Livros a até R$ 10: um balanço do programa da FBN e o anúncio da nova fase
10/08/12 22:54Quem trabalha com políticas públicas costuma dizer que o mais difícil de ações na área cultural é manter a continuidade. Provam isso o programa de traduções de livros brasileiros para o exterior, com altos e baixos desde os anos 90 (atualmente em alta), e os editais das bolsas de criação literária da Funarte, que não circularam em 2011 e voltaram agora com alterações questionáveis.
Acho que mais raro é uma instituição reconhecer falhas de um programa e usar isso para melhorá-lo. Então justiça seja feita à Biblioteca Nacional, que acaba de lançar a segunda fase de seu programa de livros de baixo preço. Algumas mudanças estavam previstas, outras foram pensadas pela percepção de problemas –boa parte noticiada no Painel das Letras.

***

→ **TAREFAS**:
A. Responda com base no texto sobre o programa de livros da Biblioteca Nacional:
(i) Segundo quem trabalha com políticas públicas, o que é o mais difícil em ações na área cultural?
(ii) Em que ano os editais das bolsas de criação literária da Funarte não circularam?
(iii) O que a Biblioteca Nacional acaba de lançar?
B. Retome, por favor, o texto sobre o programa de livros da Biblioteca Nacional logo após a última frase e dê continuidade a ele.

→ **LINHAS EXIBIDAS**:
***

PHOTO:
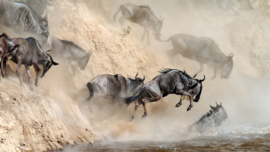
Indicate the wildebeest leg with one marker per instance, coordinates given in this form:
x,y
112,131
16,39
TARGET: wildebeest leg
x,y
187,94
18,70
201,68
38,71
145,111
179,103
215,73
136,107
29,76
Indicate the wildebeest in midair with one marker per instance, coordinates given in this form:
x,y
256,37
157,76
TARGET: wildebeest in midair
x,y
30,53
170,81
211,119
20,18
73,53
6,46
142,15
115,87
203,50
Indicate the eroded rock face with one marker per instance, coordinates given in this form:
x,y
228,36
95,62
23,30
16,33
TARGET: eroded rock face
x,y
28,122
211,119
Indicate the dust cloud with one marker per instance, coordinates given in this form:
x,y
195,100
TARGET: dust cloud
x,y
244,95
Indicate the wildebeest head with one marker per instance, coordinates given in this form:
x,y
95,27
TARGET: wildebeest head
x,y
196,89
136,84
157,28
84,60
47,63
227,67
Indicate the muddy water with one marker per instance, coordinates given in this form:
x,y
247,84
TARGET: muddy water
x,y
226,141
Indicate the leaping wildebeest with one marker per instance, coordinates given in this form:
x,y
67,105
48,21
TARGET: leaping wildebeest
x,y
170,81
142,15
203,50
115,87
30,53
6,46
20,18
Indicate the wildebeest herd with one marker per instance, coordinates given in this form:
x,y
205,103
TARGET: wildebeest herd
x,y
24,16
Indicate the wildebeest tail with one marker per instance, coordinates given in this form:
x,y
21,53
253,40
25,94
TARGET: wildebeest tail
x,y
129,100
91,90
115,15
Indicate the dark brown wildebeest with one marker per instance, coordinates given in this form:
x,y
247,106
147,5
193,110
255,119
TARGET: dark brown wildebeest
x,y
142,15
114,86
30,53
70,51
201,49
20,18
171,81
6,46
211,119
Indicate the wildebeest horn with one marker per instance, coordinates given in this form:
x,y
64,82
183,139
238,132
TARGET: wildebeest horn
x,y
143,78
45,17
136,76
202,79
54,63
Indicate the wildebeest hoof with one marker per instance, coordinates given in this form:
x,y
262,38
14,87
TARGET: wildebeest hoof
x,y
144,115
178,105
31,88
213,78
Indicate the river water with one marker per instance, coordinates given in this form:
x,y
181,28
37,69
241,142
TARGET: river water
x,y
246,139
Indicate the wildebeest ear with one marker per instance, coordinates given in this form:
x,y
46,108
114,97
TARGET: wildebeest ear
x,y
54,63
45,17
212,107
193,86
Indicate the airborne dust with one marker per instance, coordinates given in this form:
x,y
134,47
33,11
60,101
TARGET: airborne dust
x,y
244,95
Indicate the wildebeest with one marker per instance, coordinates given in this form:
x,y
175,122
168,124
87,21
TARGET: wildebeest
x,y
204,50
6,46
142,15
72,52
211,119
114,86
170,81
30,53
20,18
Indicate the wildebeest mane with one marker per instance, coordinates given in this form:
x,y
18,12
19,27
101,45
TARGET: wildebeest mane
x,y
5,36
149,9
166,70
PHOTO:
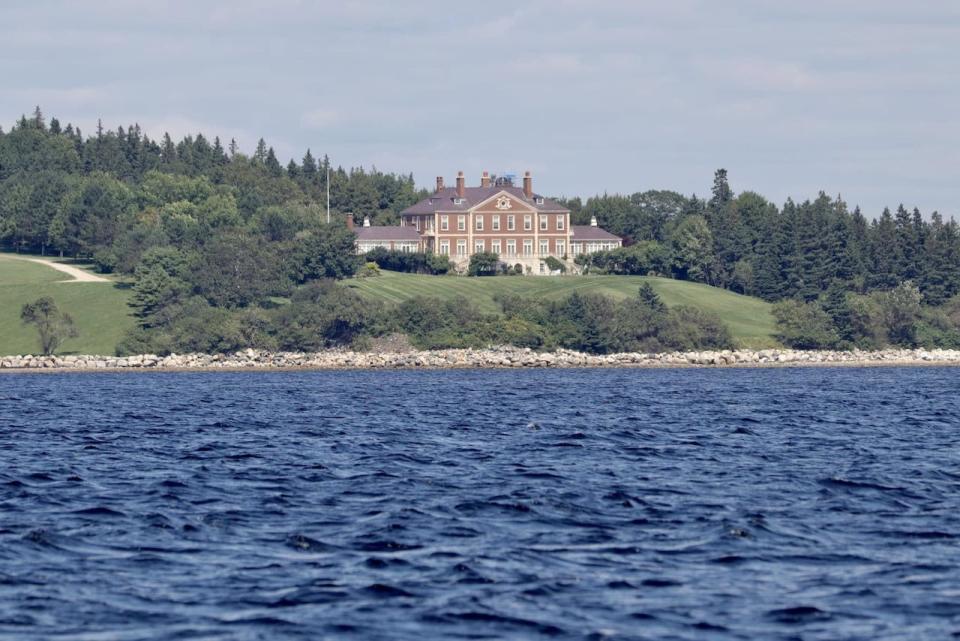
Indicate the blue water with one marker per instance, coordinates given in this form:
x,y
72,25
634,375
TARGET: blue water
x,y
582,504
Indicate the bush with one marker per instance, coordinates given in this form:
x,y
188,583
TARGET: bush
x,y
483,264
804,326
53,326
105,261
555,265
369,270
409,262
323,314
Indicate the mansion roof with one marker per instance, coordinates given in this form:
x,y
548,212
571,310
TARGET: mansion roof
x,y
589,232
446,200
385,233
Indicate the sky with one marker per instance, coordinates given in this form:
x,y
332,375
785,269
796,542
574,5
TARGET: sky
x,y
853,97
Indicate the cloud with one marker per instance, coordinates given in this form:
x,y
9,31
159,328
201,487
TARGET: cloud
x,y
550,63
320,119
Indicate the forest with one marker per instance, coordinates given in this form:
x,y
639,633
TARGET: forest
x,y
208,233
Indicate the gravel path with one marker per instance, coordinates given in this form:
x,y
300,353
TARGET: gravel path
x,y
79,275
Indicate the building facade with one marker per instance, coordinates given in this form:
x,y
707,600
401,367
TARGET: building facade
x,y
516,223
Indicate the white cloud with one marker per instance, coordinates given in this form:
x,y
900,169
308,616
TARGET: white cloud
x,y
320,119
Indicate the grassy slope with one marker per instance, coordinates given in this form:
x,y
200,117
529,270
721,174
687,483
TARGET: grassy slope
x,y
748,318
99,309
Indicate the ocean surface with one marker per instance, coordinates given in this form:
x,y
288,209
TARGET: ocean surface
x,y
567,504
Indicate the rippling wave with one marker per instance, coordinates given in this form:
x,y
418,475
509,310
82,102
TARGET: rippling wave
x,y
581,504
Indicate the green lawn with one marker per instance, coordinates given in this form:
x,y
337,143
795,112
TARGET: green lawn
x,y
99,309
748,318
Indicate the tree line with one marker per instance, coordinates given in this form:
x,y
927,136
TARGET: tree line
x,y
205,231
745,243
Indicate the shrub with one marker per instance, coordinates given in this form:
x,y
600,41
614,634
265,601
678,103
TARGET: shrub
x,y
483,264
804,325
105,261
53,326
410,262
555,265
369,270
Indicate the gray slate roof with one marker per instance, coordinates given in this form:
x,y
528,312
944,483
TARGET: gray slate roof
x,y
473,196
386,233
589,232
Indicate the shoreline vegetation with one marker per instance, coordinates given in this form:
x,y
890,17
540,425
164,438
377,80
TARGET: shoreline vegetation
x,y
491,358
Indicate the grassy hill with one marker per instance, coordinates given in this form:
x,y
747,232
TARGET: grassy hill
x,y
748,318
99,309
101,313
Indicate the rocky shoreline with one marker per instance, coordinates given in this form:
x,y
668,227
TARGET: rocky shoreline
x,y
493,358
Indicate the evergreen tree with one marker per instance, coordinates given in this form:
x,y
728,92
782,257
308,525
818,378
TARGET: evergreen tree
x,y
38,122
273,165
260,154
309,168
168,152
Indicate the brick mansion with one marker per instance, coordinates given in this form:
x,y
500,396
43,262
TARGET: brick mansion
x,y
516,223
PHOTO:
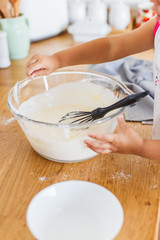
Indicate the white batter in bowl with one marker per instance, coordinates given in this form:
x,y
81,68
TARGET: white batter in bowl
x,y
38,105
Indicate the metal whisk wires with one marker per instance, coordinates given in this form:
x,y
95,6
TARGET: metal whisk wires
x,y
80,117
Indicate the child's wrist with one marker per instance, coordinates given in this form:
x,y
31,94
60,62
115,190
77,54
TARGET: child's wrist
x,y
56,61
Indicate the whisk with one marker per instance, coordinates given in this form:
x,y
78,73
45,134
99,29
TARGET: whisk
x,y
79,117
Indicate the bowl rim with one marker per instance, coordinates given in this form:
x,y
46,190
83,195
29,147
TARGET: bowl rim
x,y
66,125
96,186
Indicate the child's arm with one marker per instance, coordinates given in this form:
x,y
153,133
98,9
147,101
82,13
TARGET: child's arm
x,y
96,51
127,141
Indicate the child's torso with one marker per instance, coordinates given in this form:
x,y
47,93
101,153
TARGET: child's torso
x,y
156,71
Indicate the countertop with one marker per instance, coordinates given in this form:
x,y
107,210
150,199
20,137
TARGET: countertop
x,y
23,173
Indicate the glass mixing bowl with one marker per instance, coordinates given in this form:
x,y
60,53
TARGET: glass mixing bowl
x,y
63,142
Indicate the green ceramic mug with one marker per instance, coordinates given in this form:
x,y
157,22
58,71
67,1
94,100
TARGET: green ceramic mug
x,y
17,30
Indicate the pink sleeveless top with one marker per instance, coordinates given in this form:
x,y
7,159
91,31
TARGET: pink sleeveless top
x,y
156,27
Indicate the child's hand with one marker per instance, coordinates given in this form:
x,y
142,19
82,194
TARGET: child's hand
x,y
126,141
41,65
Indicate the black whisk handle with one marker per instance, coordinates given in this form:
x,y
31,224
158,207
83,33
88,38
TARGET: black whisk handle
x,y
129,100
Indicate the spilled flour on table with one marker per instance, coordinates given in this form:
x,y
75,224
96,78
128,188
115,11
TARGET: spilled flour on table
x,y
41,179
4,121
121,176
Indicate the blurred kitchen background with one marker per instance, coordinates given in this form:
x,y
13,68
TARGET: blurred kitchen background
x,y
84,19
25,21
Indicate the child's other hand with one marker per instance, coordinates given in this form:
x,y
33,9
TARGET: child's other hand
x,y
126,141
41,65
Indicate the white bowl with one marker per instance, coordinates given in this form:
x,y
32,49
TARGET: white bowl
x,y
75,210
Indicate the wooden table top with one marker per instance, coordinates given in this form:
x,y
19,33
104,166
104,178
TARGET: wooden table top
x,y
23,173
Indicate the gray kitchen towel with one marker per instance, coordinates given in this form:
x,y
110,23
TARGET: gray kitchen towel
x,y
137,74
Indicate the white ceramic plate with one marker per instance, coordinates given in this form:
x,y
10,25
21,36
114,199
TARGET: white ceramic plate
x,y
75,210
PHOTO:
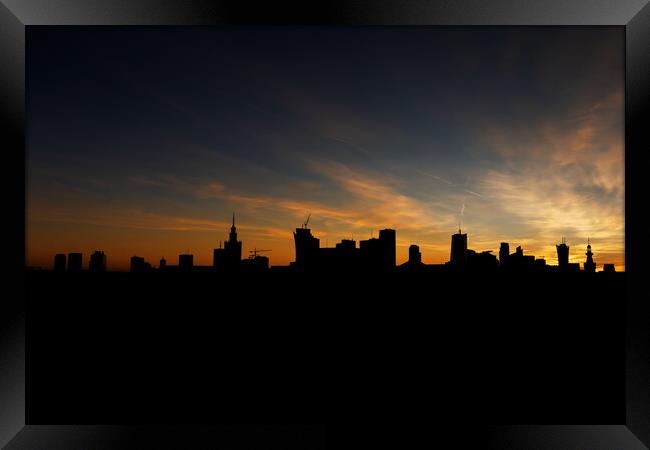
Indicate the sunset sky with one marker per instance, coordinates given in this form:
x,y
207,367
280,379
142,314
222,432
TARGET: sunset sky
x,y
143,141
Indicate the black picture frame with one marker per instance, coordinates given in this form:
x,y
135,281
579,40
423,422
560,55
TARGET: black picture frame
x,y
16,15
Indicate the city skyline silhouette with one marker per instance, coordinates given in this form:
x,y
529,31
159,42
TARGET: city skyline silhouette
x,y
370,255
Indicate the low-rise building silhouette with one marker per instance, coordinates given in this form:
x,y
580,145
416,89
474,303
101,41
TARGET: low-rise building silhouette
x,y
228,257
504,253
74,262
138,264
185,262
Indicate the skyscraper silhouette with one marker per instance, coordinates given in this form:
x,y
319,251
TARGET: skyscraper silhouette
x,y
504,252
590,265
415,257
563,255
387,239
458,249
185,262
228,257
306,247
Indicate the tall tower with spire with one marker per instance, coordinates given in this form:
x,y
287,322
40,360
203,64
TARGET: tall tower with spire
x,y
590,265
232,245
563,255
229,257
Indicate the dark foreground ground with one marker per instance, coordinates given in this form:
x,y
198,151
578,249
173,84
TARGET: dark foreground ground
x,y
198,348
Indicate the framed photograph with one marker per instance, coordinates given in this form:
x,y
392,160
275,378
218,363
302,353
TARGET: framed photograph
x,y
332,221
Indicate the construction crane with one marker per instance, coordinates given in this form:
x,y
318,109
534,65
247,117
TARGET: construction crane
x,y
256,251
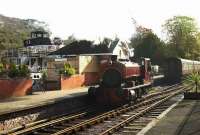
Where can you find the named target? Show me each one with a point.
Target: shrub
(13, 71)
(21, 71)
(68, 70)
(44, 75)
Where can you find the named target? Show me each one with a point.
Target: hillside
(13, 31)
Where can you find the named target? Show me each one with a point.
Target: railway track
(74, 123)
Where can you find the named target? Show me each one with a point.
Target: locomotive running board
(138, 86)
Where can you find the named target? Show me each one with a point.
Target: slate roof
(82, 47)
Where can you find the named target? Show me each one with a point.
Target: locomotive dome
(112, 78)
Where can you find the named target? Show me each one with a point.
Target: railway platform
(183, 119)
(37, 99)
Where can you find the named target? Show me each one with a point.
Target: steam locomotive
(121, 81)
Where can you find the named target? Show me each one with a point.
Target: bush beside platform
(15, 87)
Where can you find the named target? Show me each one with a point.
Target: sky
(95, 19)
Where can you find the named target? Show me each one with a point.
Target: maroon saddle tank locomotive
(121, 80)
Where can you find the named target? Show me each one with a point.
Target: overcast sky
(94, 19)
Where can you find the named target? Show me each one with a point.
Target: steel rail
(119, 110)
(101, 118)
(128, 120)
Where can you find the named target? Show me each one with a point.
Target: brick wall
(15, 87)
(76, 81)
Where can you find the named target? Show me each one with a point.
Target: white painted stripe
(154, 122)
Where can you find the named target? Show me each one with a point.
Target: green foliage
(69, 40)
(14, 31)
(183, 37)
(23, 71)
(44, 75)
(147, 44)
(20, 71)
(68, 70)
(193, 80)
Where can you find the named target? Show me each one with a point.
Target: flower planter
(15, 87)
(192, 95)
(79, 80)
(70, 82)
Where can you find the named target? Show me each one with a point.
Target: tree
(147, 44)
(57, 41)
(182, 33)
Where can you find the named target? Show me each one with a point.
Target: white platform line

***

→ **RESPOSTAS**:
A.
(i) Manter a continuidade.
(ii) Em 2011.
(iii) A segunda fase de seu programa de livros de baixo preço.

B.
A maior bandeira de Galeno Amorim quando assumiu a presidência da FBN, no começo do ano passado, soava tão interessante ao consumidor quanto deixava empresários do ramo de cabelo em pé: estimular a produção e comercialização do livro de modo que o preço final fosse R$ 10, isso envolvendo toda a cadeia produtiva, ou seja, editores, distribuidores e livreiros.
Se a ideia fosse viável, livros a R$ 10 já seriam comuns, diziam editores –para eles, não haveria como a conta fechar, pois seria muito trabalho para uma margem de lucro irrisória. Para Amorim, era uma questão de estimular o mercado a acreditar na possibilidade, e a conta fecharia a partir do momento em que o preço mais baixo resultasse no aumento de vendas.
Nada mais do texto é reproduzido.